Task material:
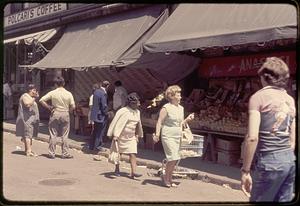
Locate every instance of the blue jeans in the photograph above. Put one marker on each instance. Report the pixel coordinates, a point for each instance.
(97, 135)
(274, 177)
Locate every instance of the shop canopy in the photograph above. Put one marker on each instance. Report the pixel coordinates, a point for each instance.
(113, 40)
(41, 36)
(193, 26)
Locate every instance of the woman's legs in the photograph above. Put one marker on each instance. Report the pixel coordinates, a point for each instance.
(27, 144)
(169, 171)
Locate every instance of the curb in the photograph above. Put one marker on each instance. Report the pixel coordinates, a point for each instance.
(205, 177)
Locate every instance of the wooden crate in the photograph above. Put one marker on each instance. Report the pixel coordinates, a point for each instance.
(228, 158)
(228, 144)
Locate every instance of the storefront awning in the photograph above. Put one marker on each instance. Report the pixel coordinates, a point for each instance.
(113, 40)
(193, 26)
(41, 36)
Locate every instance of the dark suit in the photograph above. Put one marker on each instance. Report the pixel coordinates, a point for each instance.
(99, 117)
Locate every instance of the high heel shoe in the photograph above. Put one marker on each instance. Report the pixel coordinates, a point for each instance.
(134, 176)
(164, 182)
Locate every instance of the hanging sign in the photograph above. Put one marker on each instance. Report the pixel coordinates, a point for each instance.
(248, 65)
(33, 13)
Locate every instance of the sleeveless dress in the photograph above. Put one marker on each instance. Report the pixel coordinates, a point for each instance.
(172, 131)
(27, 122)
(128, 139)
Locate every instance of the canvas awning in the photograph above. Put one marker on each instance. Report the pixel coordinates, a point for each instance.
(41, 36)
(105, 41)
(193, 26)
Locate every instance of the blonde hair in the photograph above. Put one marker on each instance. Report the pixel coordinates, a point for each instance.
(171, 91)
(275, 72)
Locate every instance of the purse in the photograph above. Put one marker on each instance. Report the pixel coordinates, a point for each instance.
(114, 155)
(187, 135)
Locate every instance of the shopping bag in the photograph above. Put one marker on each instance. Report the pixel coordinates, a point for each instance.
(187, 135)
(114, 155)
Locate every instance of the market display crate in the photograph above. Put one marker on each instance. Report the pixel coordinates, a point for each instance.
(228, 158)
(228, 144)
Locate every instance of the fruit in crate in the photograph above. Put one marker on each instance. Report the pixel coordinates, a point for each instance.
(155, 101)
(187, 153)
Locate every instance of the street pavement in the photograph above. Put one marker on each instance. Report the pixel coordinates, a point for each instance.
(226, 176)
(83, 180)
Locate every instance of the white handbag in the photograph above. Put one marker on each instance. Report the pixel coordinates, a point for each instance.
(187, 135)
(114, 155)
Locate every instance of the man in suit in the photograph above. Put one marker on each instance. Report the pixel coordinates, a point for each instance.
(99, 116)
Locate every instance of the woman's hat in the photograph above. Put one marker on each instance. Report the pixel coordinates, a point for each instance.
(133, 97)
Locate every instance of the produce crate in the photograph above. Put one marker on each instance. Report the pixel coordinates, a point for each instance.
(228, 144)
(228, 158)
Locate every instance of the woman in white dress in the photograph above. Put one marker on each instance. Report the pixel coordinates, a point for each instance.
(169, 127)
(126, 128)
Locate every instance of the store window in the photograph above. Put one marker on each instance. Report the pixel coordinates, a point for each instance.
(16, 7)
(7, 10)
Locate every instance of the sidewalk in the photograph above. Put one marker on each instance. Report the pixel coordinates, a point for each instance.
(207, 171)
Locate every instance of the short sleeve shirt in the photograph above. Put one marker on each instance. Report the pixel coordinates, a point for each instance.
(277, 110)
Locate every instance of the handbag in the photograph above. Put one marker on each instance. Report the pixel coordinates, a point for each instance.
(187, 135)
(114, 155)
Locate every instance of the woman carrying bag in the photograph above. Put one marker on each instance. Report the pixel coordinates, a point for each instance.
(169, 126)
(126, 128)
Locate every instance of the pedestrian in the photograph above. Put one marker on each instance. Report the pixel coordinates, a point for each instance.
(7, 98)
(120, 96)
(95, 86)
(27, 122)
(99, 115)
(169, 126)
(271, 138)
(62, 103)
(126, 129)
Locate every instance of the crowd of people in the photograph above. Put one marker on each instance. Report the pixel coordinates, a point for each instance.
(269, 143)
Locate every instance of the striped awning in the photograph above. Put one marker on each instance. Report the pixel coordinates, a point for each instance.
(41, 36)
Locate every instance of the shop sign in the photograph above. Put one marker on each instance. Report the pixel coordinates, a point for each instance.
(242, 65)
(33, 13)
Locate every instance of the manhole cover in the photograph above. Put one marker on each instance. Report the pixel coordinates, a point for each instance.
(60, 173)
(57, 182)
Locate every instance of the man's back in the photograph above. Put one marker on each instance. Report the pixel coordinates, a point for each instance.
(99, 108)
(61, 99)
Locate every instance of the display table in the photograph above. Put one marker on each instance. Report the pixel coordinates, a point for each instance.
(209, 150)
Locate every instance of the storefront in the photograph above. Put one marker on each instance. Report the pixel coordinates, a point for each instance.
(231, 49)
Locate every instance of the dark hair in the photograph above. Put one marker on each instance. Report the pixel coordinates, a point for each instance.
(275, 72)
(30, 87)
(59, 81)
(95, 86)
(105, 83)
(118, 83)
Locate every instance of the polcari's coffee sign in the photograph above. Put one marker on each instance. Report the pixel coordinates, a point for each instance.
(33, 13)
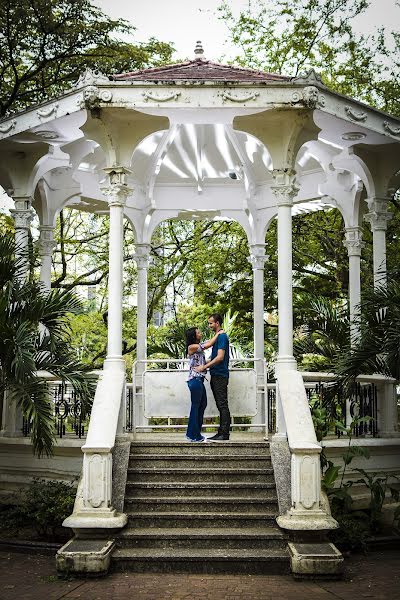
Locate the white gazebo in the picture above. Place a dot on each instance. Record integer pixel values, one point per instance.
(203, 140)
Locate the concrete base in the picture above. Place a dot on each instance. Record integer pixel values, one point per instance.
(85, 557)
(317, 560)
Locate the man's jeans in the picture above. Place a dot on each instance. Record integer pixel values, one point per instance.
(219, 386)
(199, 402)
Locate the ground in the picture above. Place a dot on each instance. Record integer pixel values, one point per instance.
(33, 577)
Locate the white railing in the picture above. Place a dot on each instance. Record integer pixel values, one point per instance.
(159, 391)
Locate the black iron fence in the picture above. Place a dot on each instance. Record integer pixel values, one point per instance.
(363, 402)
(68, 412)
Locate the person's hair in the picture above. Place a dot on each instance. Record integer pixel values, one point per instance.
(217, 318)
(190, 337)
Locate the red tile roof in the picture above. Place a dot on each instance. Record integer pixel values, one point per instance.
(199, 69)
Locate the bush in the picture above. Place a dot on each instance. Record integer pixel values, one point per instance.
(44, 506)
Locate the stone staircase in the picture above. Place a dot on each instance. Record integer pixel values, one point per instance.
(203, 508)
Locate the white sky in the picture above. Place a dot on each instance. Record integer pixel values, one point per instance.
(183, 22)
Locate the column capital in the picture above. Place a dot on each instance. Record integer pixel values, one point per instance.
(353, 241)
(378, 216)
(118, 190)
(142, 256)
(285, 188)
(257, 257)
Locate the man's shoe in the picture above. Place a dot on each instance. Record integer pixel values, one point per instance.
(219, 437)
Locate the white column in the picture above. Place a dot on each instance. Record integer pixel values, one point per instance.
(142, 258)
(285, 190)
(22, 214)
(378, 218)
(257, 260)
(46, 247)
(116, 195)
(354, 245)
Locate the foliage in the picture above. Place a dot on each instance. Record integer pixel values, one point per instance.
(35, 336)
(46, 44)
(377, 348)
(43, 505)
(287, 38)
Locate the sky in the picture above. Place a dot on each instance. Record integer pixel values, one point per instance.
(183, 22)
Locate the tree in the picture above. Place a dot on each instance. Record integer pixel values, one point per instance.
(46, 44)
(34, 336)
(289, 38)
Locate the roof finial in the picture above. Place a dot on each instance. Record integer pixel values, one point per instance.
(198, 51)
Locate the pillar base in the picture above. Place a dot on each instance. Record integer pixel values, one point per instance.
(316, 560)
(85, 557)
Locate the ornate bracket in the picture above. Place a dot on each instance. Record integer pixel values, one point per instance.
(354, 115)
(7, 127)
(390, 129)
(161, 97)
(237, 98)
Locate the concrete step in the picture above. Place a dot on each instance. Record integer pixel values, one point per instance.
(187, 460)
(201, 504)
(262, 538)
(189, 489)
(203, 475)
(201, 560)
(197, 519)
(214, 449)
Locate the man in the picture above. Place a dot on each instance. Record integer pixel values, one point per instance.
(219, 371)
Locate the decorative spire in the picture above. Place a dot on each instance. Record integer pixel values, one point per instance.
(198, 51)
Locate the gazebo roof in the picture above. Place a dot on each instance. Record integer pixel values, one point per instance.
(200, 69)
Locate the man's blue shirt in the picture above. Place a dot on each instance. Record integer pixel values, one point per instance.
(222, 368)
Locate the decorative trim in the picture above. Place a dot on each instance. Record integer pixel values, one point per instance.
(236, 98)
(161, 97)
(7, 127)
(45, 113)
(390, 129)
(354, 115)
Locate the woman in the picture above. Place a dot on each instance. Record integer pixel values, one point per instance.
(195, 352)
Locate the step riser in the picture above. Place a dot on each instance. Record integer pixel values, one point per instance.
(178, 492)
(206, 543)
(182, 520)
(199, 463)
(202, 478)
(275, 567)
(208, 449)
(188, 506)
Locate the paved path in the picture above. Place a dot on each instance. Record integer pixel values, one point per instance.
(33, 577)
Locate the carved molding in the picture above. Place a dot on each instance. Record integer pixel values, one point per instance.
(354, 115)
(7, 127)
(392, 130)
(309, 97)
(92, 97)
(225, 95)
(161, 97)
(45, 113)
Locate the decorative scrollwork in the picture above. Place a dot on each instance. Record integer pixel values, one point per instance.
(7, 127)
(225, 95)
(161, 97)
(354, 115)
(45, 113)
(392, 130)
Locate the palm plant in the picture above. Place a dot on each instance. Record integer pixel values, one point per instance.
(34, 336)
(376, 349)
(324, 332)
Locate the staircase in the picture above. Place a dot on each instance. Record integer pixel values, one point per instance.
(201, 508)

To do:
Write out, word for word, the line containing "Locate the step" and every line after it to the end of the data above.

The result:
Locate the step riser in the picture above. Place a dot on each instance. Record integer pixel values, one point per instance.
(178, 492)
(206, 543)
(182, 520)
(199, 463)
(202, 478)
(275, 567)
(208, 449)
(188, 506)
Locate the paved path in the picture above. Place a dot on each instance. Record integer pixel values, one point per instance.
(33, 577)
Locate the carved molding in the picture above. Place a dot on each instance. Record integer pixel values, one point per instance.
(354, 115)
(7, 127)
(392, 130)
(309, 97)
(92, 97)
(225, 95)
(161, 97)
(45, 113)
Locate the decorative scrollwork in the picture above. Place a dot on each instance. Record integer pixel values, one point per instance.
(7, 127)
(225, 95)
(161, 97)
(354, 115)
(45, 113)
(392, 130)
Locate the palm plant in the picture above. Place a dot on each instance. Record integer pixel values, one point per instance.
(34, 336)
(376, 349)
(324, 332)
Locate the staircase in the picture above. Place a dot on each instance. Record integer pixel values, one point per instance.
(201, 508)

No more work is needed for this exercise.